(Location identification items)
++++++++

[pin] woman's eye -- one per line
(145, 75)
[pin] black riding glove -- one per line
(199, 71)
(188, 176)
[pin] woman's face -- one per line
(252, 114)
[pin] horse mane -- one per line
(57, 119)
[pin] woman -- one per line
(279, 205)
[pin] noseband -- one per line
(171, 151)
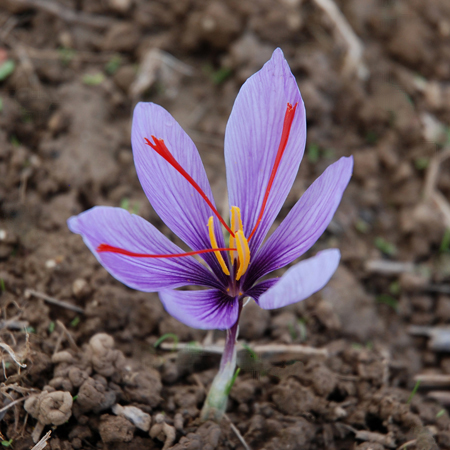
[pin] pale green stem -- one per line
(217, 398)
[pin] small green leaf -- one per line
(388, 300)
(384, 246)
(313, 153)
(93, 79)
(362, 226)
(166, 336)
(413, 392)
(6, 69)
(232, 381)
(395, 288)
(445, 243)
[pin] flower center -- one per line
(239, 250)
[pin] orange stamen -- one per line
(288, 119)
(109, 248)
(160, 147)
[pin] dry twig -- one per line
(43, 442)
(53, 301)
(432, 380)
(386, 267)
(237, 433)
(11, 352)
(353, 61)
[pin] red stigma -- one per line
(160, 147)
(109, 248)
(288, 119)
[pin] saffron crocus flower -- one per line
(264, 144)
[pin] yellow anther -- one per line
(243, 253)
(235, 225)
(212, 238)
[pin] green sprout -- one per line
(445, 243)
(421, 163)
(93, 79)
(113, 65)
(167, 336)
(6, 69)
(362, 226)
(413, 392)
(230, 384)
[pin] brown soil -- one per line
(65, 147)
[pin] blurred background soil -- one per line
(375, 78)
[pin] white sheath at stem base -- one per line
(217, 398)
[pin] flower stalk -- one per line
(216, 401)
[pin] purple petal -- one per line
(174, 199)
(252, 138)
(207, 310)
(258, 289)
(301, 280)
(118, 228)
(305, 223)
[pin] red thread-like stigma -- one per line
(288, 119)
(160, 147)
(109, 248)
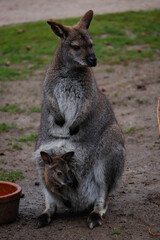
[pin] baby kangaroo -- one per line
(59, 178)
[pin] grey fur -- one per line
(76, 116)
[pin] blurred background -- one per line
(18, 11)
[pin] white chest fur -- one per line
(68, 94)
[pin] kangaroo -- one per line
(58, 175)
(77, 117)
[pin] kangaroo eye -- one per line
(75, 47)
(59, 174)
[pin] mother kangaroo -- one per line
(77, 117)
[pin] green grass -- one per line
(10, 176)
(13, 108)
(32, 47)
(5, 127)
(3, 161)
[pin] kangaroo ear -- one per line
(60, 30)
(46, 158)
(86, 19)
(67, 156)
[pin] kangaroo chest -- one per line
(68, 94)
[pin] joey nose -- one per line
(92, 61)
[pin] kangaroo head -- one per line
(76, 43)
(58, 169)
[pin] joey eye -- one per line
(59, 174)
(76, 47)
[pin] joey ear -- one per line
(86, 19)
(67, 156)
(60, 30)
(46, 158)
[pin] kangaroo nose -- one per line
(92, 61)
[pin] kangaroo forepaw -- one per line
(94, 220)
(60, 122)
(73, 130)
(43, 220)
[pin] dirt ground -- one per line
(133, 90)
(18, 11)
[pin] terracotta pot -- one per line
(9, 201)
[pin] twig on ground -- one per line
(153, 234)
(158, 113)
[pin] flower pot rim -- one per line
(13, 194)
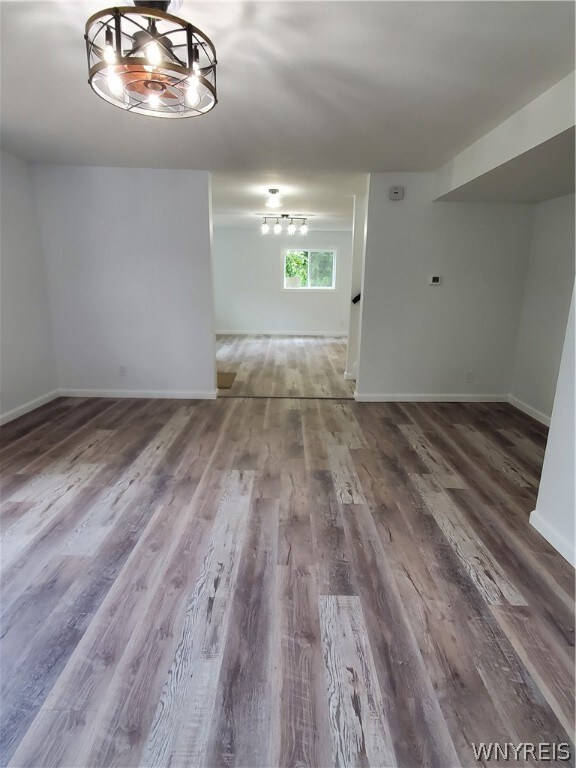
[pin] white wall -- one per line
(547, 116)
(421, 340)
(248, 284)
(545, 306)
(358, 254)
(130, 279)
(28, 371)
(555, 508)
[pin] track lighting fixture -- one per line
(290, 229)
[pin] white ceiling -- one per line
(546, 171)
(305, 89)
(303, 86)
(326, 199)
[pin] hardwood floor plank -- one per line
(483, 568)
(313, 366)
(417, 726)
(180, 730)
(241, 719)
(360, 732)
(300, 732)
(277, 581)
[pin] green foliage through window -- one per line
(309, 269)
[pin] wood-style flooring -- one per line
(284, 366)
(277, 582)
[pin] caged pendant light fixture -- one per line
(147, 61)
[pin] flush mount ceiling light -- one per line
(274, 200)
(147, 61)
(291, 228)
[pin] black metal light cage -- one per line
(180, 83)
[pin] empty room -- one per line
(287, 383)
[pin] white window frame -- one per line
(319, 289)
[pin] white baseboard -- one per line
(560, 543)
(280, 333)
(429, 398)
(522, 406)
(166, 394)
(31, 405)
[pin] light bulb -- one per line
(192, 96)
(153, 53)
(109, 54)
(115, 86)
(273, 200)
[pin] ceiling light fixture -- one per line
(291, 228)
(274, 200)
(147, 61)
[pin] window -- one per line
(310, 269)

++++++++

Each line of the data should be quoted exactly, with pictures left out.

[Solution to this problem]
[pin] woman's eye -- one per line
(145, 75)
[pin] black riding glove -- one per line
(199, 71)
(188, 176)
[pin] woman's face -- one per line
(252, 114)
[pin] horse mane -- one per line
(57, 119)
[pin] woman -- one per line
(279, 205)
[pin] noseband -- one per line
(171, 151)
[pin] pale green stem -- one per line
(217, 398)
[pin] small green leaf -- one per line
(388, 300)
(384, 246)
(313, 153)
(93, 79)
(362, 226)
(166, 336)
(413, 392)
(6, 69)
(232, 381)
(395, 288)
(445, 243)
[pin] flower center -- one per line
(239, 250)
[pin] orange stamen -- one per line
(288, 119)
(109, 248)
(160, 147)
[pin] dry twig -- one per line
(43, 442)
(53, 301)
(432, 380)
(386, 267)
(237, 433)
(11, 352)
(353, 61)
[pin] red stigma -- one per line
(160, 147)
(109, 248)
(288, 119)
[pin] saffron crocus flower -- one per line
(264, 144)
[pin] yellow anther -- one per line
(243, 253)
(235, 225)
(212, 238)
[pin] green sprout -- one per line
(445, 243)
(421, 163)
(93, 79)
(113, 65)
(167, 336)
(6, 69)
(362, 226)
(413, 392)
(230, 384)
[pin] brown soil -- one per line
(65, 147)
[pin] blurred background soil -- one per line
(375, 78)
[pin] white sheath at stem base -- one per line
(217, 398)
[pin] flower stalk -- one per line
(216, 401)
[pin] purple petal -- one per line
(174, 199)
(252, 138)
(207, 310)
(258, 289)
(301, 280)
(118, 228)
(305, 223)
[pin] red thread-like stigma -- one per line
(288, 119)
(160, 147)
(109, 248)
[pin] baby kangaroo -- one per line
(59, 178)
[pin] grey fur -- one per line
(76, 116)
[pin] blurred background -- one per line
(18, 11)
[pin] white chest fur -- one per line
(68, 94)
[pin] kangaroo -- one per line
(58, 175)
(77, 117)
[pin] kangaroo eye -- one per line
(75, 47)
(59, 174)
[pin] mother kangaroo -- one per line
(77, 117)
[pin] green grass -- one per line
(10, 176)
(13, 108)
(32, 47)
(5, 127)
(3, 161)
[pin] kangaroo ear -- one per line
(60, 30)
(46, 158)
(86, 19)
(67, 156)
[pin] kangaroo chest -- one per line
(68, 94)
[pin] joey nose -- one per line
(92, 61)
[pin] kangaroo head -- one per line
(76, 43)
(58, 169)
[pin] joey eye -- one per line
(59, 174)
(76, 47)
[pin] joey ear -- one per line
(86, 19)
(67, 156)
(60, 30)
(46, 158)
[pin] kangaroo nose -- one per line
(92, 61)
[pin] kangaroo forepaw -- one per line
(94, 220)
(60, 122)
(73, 130)
(43, 220)
[pin] dirt ground -- one per line
(133, 90)
(18, 11)
[pin] terracotta pot -- one per line
(9, 201)
[pin] twig on ground -- one per line
(153, 234)
(158, 113)
[pin] flower pot rim -- one per line
(13, 194)
[pin] white wall -- one per line
(547, 116)
(421, 340)
(248, 284)
(545, 306)
(358, 254)
(130, 279)
(28, 371)
(555, 508)
[pin] track lighting fixture -- one per line
(290, 229)
[pin] white ceiling -- one per line
(546, 171)
(305, 89)
(303, 86)
(326, 199)
[pin] hardwood floor plank -- one per line
(483, 568)
(313, 366)
(417, 726)
(180, 730)
(241, 719)
(360, 732)
(300, 732)
(277, 581)
[pin] green foliage through window -- one per line
(309, 269)
[pin] wood-style flooring -- one per line
(284, 366)
(277, 582)
[pin] caged pendant light fixture -- one per line
(147, 61)
[pin] flush mount ceiling light -- one per line
(274, 200)
(147, 61)
(291, 228)
[pin] black metal light cage -- one per line
(180, 83)
[pin] empty room -- one per line
(287, 383)
[pin] white window frame -- one per line
(319, 289)
[pin] white baseboard -- one per line
(560, 543)
(280, 333)
(429, 398)
(522, 406)
(166, 394)
(31, 405)
[pin] light bulb -- one per line
(192, 96)
(153, 53)
(109, 54)
(115, 86)
(273, 200)
[pin] ceiling light fixture -- one per line
(291, 228)
(274, 200)
(147, 61)
[pin] window -- one per line
(310, 269)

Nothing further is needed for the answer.